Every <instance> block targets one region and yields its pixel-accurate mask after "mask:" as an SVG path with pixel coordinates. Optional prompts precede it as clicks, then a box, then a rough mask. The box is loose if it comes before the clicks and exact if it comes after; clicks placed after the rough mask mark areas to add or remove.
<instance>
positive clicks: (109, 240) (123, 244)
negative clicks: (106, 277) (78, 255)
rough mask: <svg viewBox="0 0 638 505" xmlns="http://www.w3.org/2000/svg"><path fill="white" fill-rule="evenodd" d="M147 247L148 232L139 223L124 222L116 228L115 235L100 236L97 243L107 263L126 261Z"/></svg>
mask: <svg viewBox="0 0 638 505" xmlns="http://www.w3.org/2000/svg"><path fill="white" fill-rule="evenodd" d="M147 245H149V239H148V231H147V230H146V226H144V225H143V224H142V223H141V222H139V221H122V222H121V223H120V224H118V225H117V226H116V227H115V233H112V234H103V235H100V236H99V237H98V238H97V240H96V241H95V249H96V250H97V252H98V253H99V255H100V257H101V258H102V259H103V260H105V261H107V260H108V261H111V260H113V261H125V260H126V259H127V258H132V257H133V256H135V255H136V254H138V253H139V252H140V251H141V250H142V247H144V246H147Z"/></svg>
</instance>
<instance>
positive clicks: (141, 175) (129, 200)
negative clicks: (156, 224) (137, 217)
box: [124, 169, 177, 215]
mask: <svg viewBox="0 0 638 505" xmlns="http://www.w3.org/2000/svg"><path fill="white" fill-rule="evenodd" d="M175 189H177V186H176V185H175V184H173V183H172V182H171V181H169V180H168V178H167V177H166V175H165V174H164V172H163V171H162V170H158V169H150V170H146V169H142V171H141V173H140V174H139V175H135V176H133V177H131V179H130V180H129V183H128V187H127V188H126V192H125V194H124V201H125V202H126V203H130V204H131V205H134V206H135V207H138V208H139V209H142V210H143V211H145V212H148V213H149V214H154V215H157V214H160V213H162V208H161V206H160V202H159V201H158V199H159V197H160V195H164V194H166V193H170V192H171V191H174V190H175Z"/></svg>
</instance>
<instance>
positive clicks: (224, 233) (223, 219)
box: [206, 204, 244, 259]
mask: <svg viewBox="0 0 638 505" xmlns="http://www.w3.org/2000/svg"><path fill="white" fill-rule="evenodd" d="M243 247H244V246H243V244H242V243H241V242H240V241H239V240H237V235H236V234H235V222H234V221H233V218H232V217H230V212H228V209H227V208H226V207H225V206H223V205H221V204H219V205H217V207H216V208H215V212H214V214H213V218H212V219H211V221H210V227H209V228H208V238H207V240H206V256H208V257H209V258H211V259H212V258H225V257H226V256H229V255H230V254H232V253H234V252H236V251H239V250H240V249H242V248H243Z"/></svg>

________________________

上の資料の行を最初から最後まで、一文字も変えずにすべて書き写してもらえますか？

Every <instance> block targets one region and yields its pixel-accurate mask after "mask:" as an SVG path with pixel coordinates. Optional prompts precede it as clicks, then a box, then a rough mask. The box is loose if it comes before the clicks and exact if it comes after; clicks placed after the rough mask mark areas to add or remove.
<instance>
positive clicks: (109, 240) (123, 244)
negative clicks: (106, 277) (78, 255)
rough mask: <svg viewBox="0 0 638 505" xmlns="http://www.w3.org/2000/svg"><path fill="white" fill-rule="evenodd" d="M147 247L148 232L139 223L124 222L116 228L115 235L100 236L97 243L107 263L126 261Z"/></svg>
mask: <svg viewBox="0 0 638 505" xmlns="http://www.w3.org/2000/svg"><path fill="white" fill-rule="evenodd" d="M147 245H149V239H148V231H147V230H146V226H144V225H143V224H142V223H141V222H139V221H122V222H121V223H120V224H118V225H117V226H116V227H115V233H112V234H103V235H100V236H99V237H98V238H97V240H96V241H95V249H96V250H97V252H98V253H99V255H100V257H101V258H102V259H103V260H105V261H107V260H108V261H111V260H113V261H125V260H126V259H127V258H132V257H133V256H135V255H136V254H138V253H139V252H140V251H141V250H142V247H144V246H147Z"/></svg>
</instance>
<instance>
positive clicks: (141, 175) (129, 200)
negative clicks: (156, 224) (137, 217)
box: [124, 169, 177, 215]
mask: <svg viewBox="0 0 638 505" xmlns="http://www.w3.org/2000/svg"><path fill="white" fill-rule="evenodd" d="M175 189H177V186H176V185H175V184H173V183H172V182H171V181H169V180H168V178H167V177H166V175H165V174H164V172H163V171H162V170H158V169H150V170H146V169H142V171H141V173H140V174H139V175H135V176H133V177H131V179H130V180H129V183H128V187H127V188H126V192H125V194H124V201H125V202H126V203H130V204H131V205H134V206H135V207H138V208H139V209H142V210H143V211H145V212H148V213H149V214H154V215H157V214H160V213H162V208H161V206H160V202H159V201H158V199H159V197H160V195H164V194H166V193H170V192H171V191H174V190H175Z"/></svg>
</instance>
<instance>
positive clicks: (224, 233) (223, 219)
box: [206, 204, 244, 259]
mask: <svg viewBox="0 0 638 505" xmlns="http://www.w3.org/2000/svg"><path fill="white" fill-rule="evenodd" d="M243 247H244V246H243V244H242V243H241V242H240V241H239V240H237V235H236V234H235V222H234V221H233V218H232V217H230V212H228V209H227V208H226V207H225V206H223V205H221V204H219V205H217V207H216V208H215V212H214V214H213V218H212V219H211V221H210V227H209V228H208V238H207V240H206V256H208V257H209V258H211V259H212V258H225V257H226V256H229V255H230V254H232V253H234V252H236V251H239V250H240V249H242V248H243Z"/></svg>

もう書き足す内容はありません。